**本文**
+-------+

そもそも群れというのは脆弱な個体を守るためにあります。
猿の多くはこのような群れに所属しています。
群れでは協力したりいたわりあって群れを守り子孫を残していきます。
それと対照的に、はぐれ猿というのも少数存在します。
はぐれ猿は群れに属さないのでルールに縛られることもなく、言ってみれば気ままに行動できるのですが、一匹でいれば当然、生存率は低くなります。
しかし、群れでテリトリーに留まる猿たちより、まだ誰も見つけていない食料や水場、環境の良い住みかなどを発見する可能性も秘めています。
はぐれ猿(少数派)は変異的な個体だと思うかもしれませんが、同じタイプの個体だけでは種は滅びやすくなってしまうので、はぐれ猿が生まれるのは必然なのです。
仮に、群れの猿が群れから外れたらあっというまに命の危機にさらされるかもしれませんし、
逆に、はぐれ猿が群れに身を置いたとしても、群れの猿たちからいじめなどの排除行為を起こされる可能性があります。
潜在能力に合ったライフスタイルが一番生きやすいということですね。
人間もまた、同じなのです。
私がこの記事を書こうと思ったのは、ある知人経営者さんの経験を聞いたからなのです。

+-------+

(インスタンスごとの点位置データ)
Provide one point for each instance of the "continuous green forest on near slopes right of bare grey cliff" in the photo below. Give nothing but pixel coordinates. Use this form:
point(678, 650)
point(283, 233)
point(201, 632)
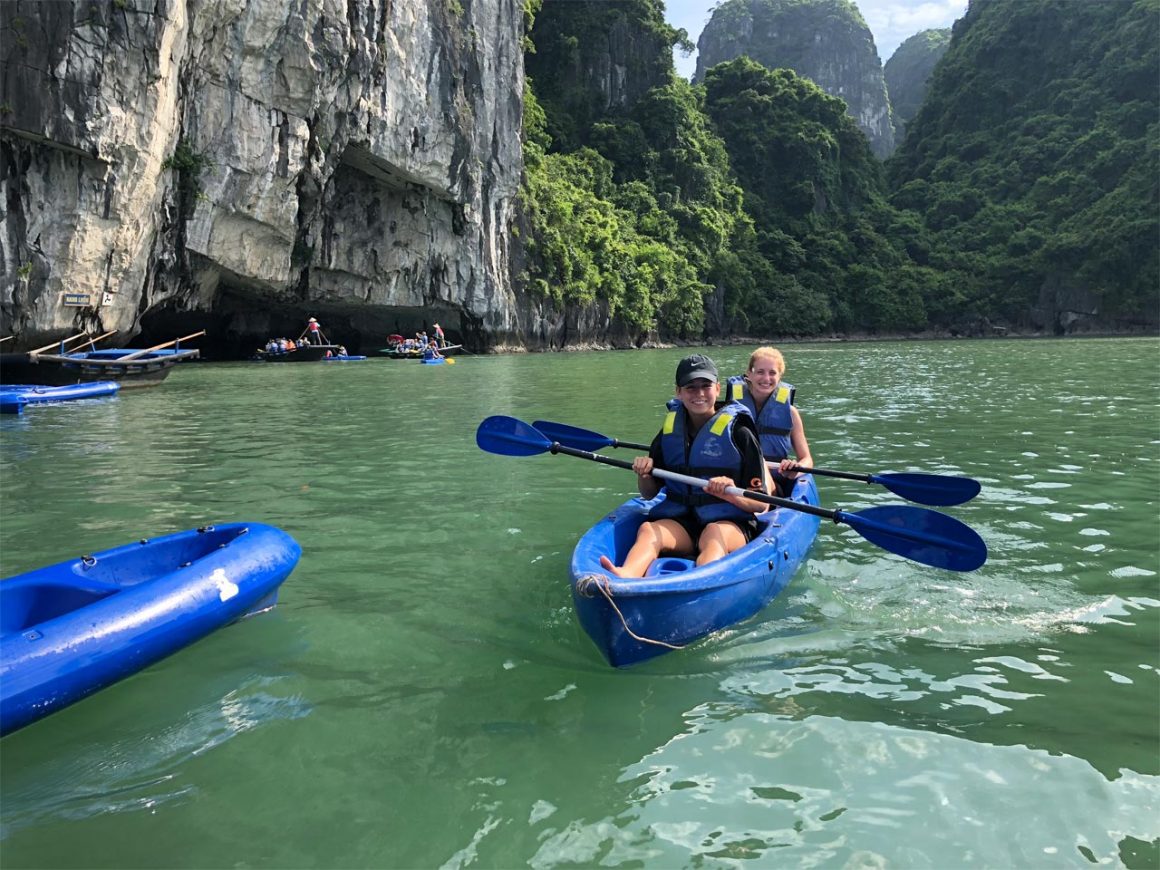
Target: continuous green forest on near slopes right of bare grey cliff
point(1026, 192)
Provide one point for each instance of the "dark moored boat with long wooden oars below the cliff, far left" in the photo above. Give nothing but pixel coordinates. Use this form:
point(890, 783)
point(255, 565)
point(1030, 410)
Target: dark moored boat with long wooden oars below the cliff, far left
point(129, 367)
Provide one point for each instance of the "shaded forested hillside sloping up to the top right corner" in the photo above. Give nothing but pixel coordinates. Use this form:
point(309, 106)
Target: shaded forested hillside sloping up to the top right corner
point(1035, 161)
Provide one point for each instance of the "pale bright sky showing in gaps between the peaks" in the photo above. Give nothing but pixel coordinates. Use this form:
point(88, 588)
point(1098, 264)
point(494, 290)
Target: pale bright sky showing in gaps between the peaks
point(891, 23)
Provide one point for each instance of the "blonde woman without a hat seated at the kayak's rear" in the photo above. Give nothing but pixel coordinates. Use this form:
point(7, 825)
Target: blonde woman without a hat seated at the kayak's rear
point(771, 401)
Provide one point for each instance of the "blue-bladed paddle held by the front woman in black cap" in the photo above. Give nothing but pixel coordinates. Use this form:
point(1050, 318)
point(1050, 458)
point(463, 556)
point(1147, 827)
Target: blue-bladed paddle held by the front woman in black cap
point(924, 536)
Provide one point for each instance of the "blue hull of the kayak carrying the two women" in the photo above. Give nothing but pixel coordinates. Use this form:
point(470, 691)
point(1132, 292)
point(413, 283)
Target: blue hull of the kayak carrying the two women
point(679, 603)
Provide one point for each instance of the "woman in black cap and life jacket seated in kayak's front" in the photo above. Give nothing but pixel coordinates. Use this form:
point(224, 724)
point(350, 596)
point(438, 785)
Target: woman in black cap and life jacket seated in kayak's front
point(698, 440)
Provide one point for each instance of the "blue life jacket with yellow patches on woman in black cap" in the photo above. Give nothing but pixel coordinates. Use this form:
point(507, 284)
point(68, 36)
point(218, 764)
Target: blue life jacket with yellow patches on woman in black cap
point(712, 454)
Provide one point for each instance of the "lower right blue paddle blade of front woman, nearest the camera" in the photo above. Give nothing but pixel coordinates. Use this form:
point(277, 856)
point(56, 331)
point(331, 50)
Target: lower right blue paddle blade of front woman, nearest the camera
point(924, 536)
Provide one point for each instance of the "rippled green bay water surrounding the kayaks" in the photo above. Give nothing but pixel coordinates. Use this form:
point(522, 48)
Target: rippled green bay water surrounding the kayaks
point(423, 697)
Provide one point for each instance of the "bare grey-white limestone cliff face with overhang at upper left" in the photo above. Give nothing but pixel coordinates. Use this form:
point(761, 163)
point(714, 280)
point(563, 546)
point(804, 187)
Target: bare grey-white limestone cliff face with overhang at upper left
point(245, 164)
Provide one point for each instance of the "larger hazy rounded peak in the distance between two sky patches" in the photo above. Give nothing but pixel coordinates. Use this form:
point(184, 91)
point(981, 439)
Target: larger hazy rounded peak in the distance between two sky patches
point(825, 41)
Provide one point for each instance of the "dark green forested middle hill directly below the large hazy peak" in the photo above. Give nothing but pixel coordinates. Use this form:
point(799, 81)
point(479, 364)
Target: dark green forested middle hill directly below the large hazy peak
point(831, 252)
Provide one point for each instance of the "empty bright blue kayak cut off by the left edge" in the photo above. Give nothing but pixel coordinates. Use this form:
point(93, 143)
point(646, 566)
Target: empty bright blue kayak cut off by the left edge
point(71, 629)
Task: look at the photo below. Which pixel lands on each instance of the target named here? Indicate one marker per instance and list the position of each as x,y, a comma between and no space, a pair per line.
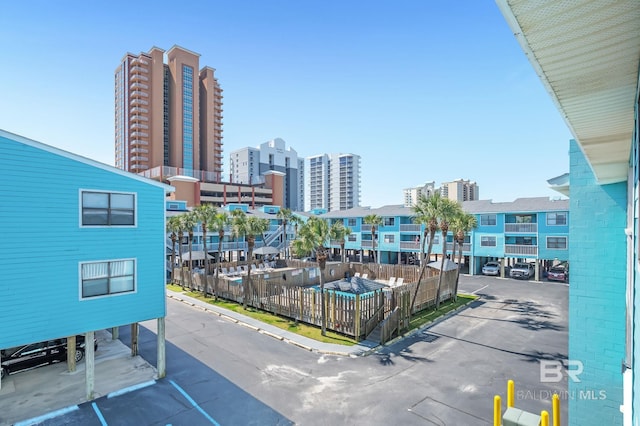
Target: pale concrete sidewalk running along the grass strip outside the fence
362,348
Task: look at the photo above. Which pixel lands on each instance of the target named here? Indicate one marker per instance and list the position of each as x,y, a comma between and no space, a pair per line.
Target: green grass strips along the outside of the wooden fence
311,331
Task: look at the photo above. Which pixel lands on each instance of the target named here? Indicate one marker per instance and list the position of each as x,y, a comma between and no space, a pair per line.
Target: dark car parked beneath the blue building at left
37,354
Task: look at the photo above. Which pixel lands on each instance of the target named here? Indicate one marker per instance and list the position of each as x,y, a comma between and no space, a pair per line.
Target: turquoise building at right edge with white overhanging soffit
587,55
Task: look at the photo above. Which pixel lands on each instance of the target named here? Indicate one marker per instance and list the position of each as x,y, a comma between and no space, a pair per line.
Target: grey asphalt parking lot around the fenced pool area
445,374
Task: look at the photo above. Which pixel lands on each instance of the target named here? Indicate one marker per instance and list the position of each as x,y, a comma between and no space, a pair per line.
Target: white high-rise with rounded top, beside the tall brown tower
252,166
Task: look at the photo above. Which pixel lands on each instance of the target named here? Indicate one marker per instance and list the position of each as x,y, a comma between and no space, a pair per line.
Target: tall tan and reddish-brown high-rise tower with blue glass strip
168,115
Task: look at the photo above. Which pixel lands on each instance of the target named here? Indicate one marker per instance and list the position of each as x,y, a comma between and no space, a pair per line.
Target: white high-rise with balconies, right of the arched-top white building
332,182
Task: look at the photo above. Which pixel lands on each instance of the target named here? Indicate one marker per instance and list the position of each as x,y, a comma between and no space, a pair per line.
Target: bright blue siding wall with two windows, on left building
43,245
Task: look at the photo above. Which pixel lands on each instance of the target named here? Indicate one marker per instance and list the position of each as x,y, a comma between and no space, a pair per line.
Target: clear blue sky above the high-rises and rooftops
421,90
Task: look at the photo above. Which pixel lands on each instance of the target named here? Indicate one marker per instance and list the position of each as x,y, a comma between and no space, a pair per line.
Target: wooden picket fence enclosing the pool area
295,294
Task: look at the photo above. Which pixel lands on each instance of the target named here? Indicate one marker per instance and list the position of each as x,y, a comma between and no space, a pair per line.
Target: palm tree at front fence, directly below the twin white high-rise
312,237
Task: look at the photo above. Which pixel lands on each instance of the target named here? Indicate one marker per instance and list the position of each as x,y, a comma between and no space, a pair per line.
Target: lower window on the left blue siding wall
104,278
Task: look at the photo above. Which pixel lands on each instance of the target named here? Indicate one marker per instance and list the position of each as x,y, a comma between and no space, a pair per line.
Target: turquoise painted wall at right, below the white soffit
597,253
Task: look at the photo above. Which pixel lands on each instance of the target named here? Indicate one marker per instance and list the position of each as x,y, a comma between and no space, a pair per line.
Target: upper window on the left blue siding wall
108,209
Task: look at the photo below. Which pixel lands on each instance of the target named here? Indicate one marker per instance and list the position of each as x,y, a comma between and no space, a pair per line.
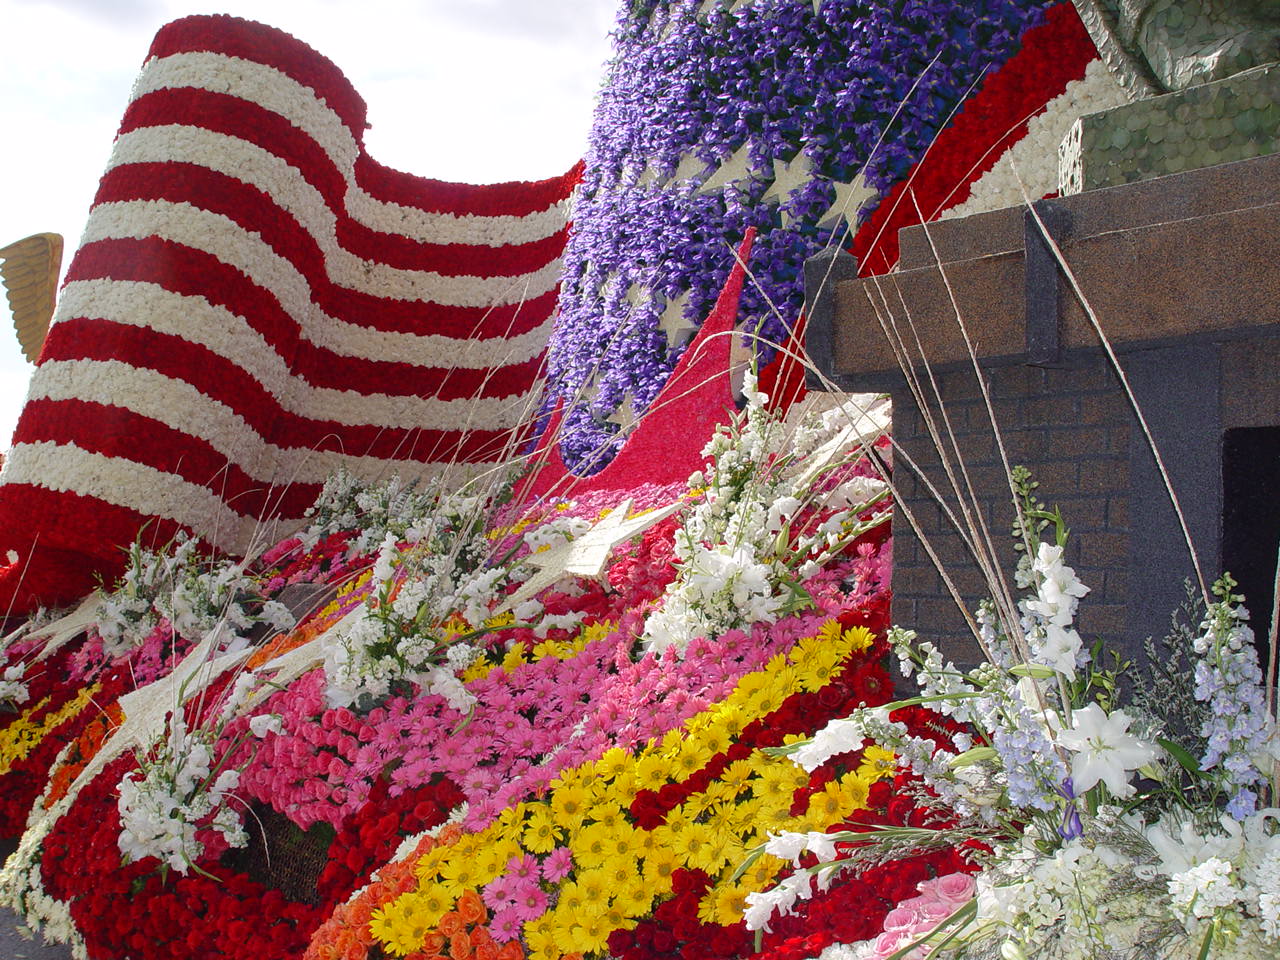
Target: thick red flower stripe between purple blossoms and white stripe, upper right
1054,54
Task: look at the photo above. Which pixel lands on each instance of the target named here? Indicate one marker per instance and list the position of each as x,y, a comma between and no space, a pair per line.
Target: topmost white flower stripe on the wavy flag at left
281,94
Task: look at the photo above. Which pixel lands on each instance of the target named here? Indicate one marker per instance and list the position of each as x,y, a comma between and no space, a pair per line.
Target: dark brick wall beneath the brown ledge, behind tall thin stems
1050,418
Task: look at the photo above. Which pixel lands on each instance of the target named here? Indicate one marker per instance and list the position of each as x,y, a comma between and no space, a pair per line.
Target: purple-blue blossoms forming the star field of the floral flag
784,79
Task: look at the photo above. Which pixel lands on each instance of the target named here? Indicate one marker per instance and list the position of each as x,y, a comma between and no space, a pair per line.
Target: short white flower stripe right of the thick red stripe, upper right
1035,157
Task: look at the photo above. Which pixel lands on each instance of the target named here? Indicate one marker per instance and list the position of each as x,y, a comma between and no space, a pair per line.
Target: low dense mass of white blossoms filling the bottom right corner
1128,888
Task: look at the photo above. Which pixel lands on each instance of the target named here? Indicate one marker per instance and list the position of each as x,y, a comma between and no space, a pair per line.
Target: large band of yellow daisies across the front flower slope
621,870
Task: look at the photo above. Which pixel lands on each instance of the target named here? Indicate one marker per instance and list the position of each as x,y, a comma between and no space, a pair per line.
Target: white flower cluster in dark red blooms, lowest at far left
172,797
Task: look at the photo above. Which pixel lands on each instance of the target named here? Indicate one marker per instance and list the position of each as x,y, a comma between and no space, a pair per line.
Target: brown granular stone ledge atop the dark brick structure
1185,255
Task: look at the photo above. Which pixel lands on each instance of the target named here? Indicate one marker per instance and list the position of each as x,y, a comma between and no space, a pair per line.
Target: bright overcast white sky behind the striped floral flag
464,90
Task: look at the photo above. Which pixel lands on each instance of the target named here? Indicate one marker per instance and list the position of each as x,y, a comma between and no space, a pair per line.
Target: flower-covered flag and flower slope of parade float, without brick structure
621,693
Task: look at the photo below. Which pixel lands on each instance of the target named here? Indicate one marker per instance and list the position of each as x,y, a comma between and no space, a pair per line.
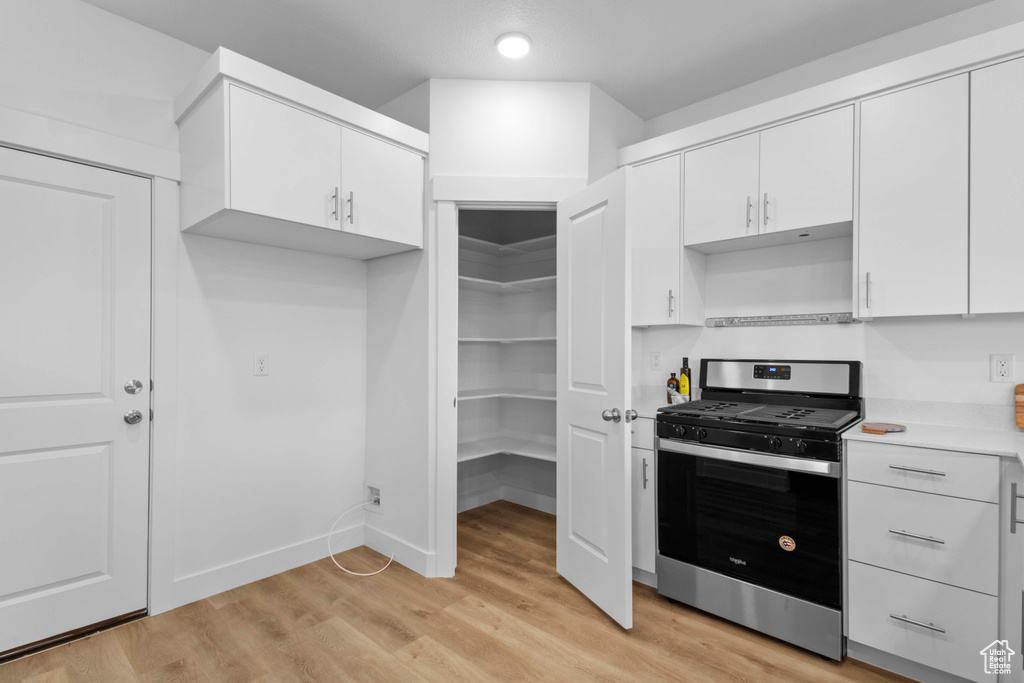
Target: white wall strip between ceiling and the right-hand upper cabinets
895,47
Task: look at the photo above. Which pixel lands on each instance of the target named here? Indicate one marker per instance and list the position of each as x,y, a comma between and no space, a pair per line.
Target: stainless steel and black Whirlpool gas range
749,497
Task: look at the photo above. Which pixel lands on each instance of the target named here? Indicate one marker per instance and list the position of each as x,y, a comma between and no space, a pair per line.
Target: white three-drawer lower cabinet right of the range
930,557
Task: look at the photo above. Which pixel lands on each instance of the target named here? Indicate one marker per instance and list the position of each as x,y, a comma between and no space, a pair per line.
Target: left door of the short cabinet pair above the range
720,191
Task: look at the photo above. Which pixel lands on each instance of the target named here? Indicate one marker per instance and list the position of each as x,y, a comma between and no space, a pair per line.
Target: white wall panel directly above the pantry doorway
509,130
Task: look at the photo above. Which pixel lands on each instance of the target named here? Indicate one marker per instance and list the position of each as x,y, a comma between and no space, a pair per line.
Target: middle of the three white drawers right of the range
962,544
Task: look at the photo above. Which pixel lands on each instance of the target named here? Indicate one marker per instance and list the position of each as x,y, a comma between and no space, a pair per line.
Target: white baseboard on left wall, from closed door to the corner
211,582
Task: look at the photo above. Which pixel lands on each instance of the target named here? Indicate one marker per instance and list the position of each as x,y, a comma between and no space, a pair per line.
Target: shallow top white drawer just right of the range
946,473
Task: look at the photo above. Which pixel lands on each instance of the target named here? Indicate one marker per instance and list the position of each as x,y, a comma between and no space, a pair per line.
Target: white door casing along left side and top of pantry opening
450,194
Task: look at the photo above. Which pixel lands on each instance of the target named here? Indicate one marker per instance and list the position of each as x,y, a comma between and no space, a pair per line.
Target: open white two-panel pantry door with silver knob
594,540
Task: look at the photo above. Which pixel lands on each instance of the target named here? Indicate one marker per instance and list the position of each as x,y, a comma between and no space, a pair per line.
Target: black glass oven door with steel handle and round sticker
770,521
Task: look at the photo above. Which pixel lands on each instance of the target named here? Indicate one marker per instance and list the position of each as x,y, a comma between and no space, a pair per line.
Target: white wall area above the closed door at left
73,63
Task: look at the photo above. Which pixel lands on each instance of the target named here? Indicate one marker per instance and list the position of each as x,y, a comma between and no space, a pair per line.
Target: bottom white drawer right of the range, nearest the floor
967,620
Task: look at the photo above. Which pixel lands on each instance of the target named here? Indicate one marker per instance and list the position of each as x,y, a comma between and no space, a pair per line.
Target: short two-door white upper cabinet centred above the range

+-------+

**読解の応用**
**1)** 本文によると、群れはそもそも何のためにあるとされていますか。
**2)** 群れとはぐれ猿についての文章を、最後の文の後から書き継いでください。

**解答例**
**1)** 脆弱な個体を守るためです。

**2)**
彼は小さな繁華街にイベントバーを開業しました。しかし常連さんや地域の付き合いに、なぜか心地の悪さを感じていたそうです。
彼は自分の職業を隠して、よくいろんな地域の酒場やイベントに一人で行っていました。
バー経営者だと言ってしまうと同業者同士の付き合いになりかねないからです。持ちつ持たれつの関係を錘(おもり)のように感じていたと言うのだから、面白いですよね。
そこで多方面の人たちと出会ううちに、自分はひとつの箱におさまるとストレスになる人間なのだと再認識し、イベントバーは別の人に大半を任せる形にして、現在は他所でのイベント企画やペンションの経営に携わっています。
そう、彼は進歩的なタイプの経営者だったということですね。
それゆえに、周囲の人と足並みを揃えることができず、協調性のない奔放な人だと周囲に思われてしまうことで、人間関係の構築に少々難があったようです。
しかし彼自身がはっきりと気付きを得たことで、彼に見合った環境で経営を発展させることができたわけです。
こんなふうに、自分の性質を知って、自分に合った経営展開を見出すお手伝いができれば幸いです。